** start Available data **

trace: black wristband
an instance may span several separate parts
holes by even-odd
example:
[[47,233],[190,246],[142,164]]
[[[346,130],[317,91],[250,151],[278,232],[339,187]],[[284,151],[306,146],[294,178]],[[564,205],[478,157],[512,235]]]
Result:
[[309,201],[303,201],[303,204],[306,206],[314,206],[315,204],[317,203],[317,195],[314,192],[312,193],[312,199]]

** end Available data **

_What the exercise asks_.
Reproduce the data above, swapping "black" for "brown" and leaving everything else unchanged.

_Exercise result_.
trace: brown wristband
an instance may span several separate parts
holes by even-odd
example:
[[47,233],[190,246],[142,164]]
[[[346,130],[317,91],[250,151],[278,232],[339,187]],[[284,151],[306,146],[294,178]],[[564,205],[478,157],[512,235]]]
Result:
[[309,201],[303,201],[303,204],[306,206],[314,206],[315,204],[317,203],[317,195],[314,192],[312,193],[312,199]]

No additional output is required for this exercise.